**Task statement**. Update the data below so that every "Would you mind pointing out" becomes "Please mark", with all other text unchanged. Leave out the pictures when you return it.

**Data for the task**.
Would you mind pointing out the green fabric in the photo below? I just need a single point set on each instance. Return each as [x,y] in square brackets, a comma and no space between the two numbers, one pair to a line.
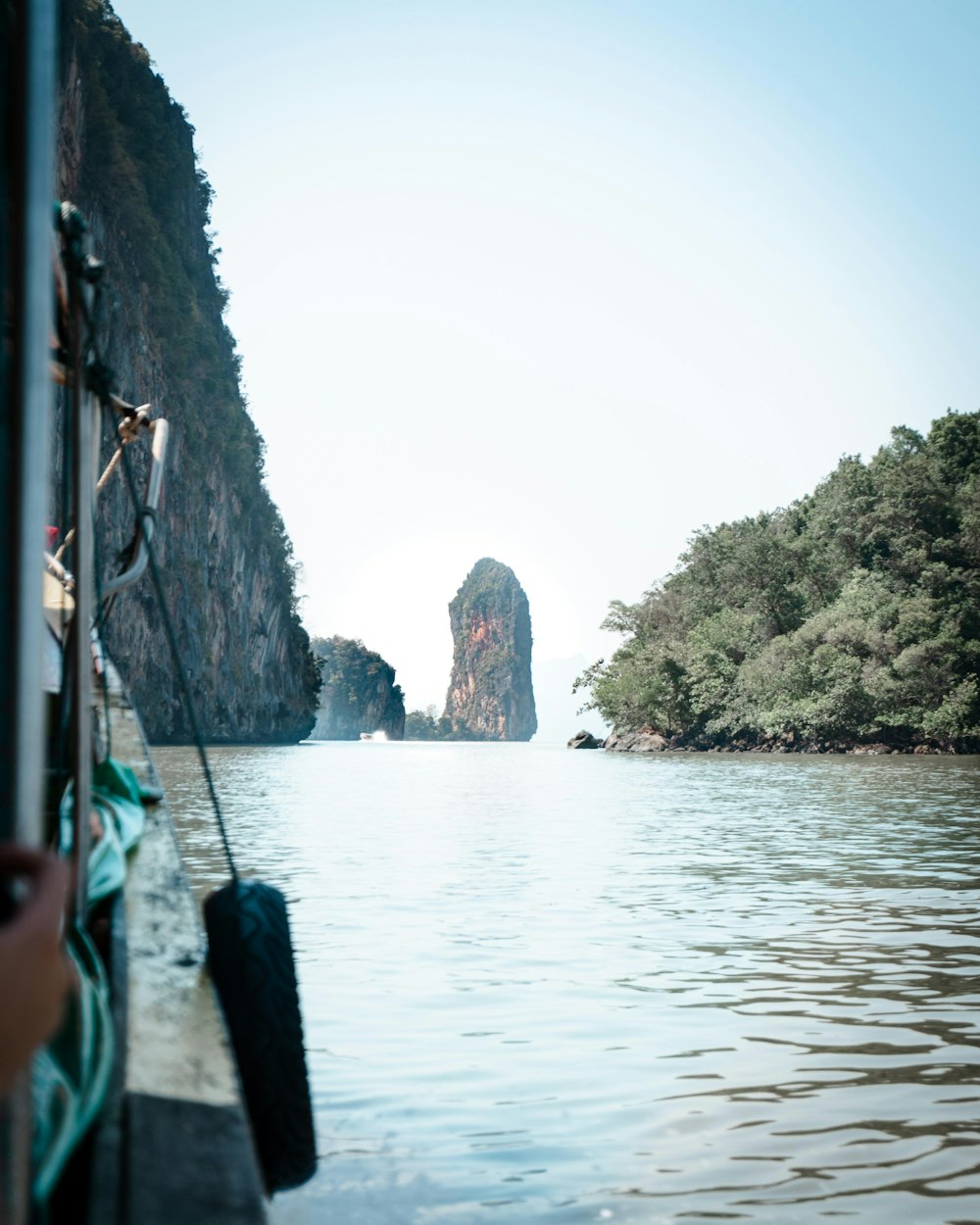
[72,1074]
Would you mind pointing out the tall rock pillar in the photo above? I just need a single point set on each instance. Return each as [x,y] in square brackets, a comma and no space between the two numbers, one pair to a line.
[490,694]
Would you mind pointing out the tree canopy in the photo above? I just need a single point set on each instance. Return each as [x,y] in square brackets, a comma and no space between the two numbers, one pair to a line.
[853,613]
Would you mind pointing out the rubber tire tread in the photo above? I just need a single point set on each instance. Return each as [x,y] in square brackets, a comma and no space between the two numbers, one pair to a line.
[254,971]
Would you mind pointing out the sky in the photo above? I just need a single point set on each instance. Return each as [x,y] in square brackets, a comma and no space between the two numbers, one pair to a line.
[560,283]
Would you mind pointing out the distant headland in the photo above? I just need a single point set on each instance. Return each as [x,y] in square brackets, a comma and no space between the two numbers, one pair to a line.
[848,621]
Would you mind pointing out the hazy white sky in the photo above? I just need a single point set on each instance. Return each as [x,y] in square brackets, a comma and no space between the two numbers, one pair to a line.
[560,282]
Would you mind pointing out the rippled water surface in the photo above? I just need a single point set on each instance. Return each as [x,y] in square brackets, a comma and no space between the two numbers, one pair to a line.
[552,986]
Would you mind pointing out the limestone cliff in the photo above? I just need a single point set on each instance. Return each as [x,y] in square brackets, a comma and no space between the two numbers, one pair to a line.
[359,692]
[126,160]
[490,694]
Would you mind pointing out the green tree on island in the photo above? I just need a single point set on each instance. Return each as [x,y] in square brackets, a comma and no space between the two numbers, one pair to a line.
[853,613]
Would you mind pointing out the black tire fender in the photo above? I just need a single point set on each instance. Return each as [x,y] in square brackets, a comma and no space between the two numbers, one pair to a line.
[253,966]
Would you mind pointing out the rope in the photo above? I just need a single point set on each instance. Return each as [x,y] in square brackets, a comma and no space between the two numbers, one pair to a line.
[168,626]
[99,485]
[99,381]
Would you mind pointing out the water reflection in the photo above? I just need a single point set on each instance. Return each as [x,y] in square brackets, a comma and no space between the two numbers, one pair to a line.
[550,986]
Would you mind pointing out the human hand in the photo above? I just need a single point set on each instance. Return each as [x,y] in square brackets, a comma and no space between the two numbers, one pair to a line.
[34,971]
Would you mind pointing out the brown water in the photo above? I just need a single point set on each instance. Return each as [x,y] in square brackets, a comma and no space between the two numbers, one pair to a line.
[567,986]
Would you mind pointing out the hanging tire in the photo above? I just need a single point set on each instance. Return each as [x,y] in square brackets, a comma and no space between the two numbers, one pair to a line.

**Exercise answer**.
Please mark the green fabric in the photo below? I just need a single point set on each instance. Return each as [x,y] in square brackets, a comma and no space between the two numbers, one pair to a line.
[72,1074]
Please mark the tall rock pillar in the photo above? I just need a single point set on each instance. Return each as [x,y] in square brackets, a comma and no space between the two numbers, one pair to a line.
[490,694]
Please mark the tree canopy in the photo above? I just need a single point set on each instance. Return each as [x,y] in square brackets, a comma and no space between the two numbers, one pair to a line.
[853,613]
Please mark the rubber tire tread in the photo above? I just need a single point set on each instance. Return each as [x,y] in square brackets, a comma and no space between the two numbers, one pair to a line.
[254,971]
Please mark the sky in the photo above? I just need a single point set on each instance. Return each as [x,y] in square brackets, a comma and no space between the two numbers, one pair to a line.
[560,283]
Please mark the distant headland in the photo above? I just need a single point set on each instance. Return each as [x,y] in square brackets, a comma and no space between the two numbers, one pair to a line.
[848,621]
Please mark the hazy white sky in the photo above? I just need a single point set on each instance. Return each as [x,y] in square brackets, a comma and no space between the two numbers, one pair to a line.
[560,282]
Please mark the rippled water surface in the photo above? I just need a single point set on each instance. Return each as [x,y] in square brackets, a comma and no space between the two numbers, one pair to a line.
[552,986]
Please mark the limestone cliff in the photo above? I just need a single point set on each instance. Return each as [x,y] in square brackets, a comma and no space between the two numbers, one pair to a line.
[359,692]
[126,160]
[490,694]
Please mark the green tree on island in the photo above? I just need a single point set on each instance. Return each as [x,y] in square brackets, a comma and no space between the two numbers, one pair to a line.
[853,613]
Please mark the black tire fender in the photo above? I just need a single point set on each instance. Return each as [x,y] in square brackets, a comma and no space between the two numbers, one pair to a line.
[253,966]
Please mark the rope in the photo above? I just need a single point set on each instance. Return each as [x,y] in square brackets, a comma and no space between the two numbers, one pair to a line.
[168,626]
[99,485]
[99,381]
Please mark the water reflection in the photo above? I just need a single point set on each instance. Return each as [x,y] in square brackets, a comma and no space between the two numbers, one pair to a line.
[550,986]
Please mark the human hand in the photo above? I just need a single point set on each instance. Return each as [x,y] in square brackets, a comma and no space between the two numbers, one pair to a line.
[34,971]
Please mark the brown water in the photo above? I just need a single point set on each instance. Return each as [x,y] in square brackets, a comma and no space between the two numbers, one pair to a line.
[567,986]
Please mark the hanging tire in the photo above? I just need a single point set on each instance. Return each as [x,y] in square brackets, a comma and no space between the two numbers, one pair to a line.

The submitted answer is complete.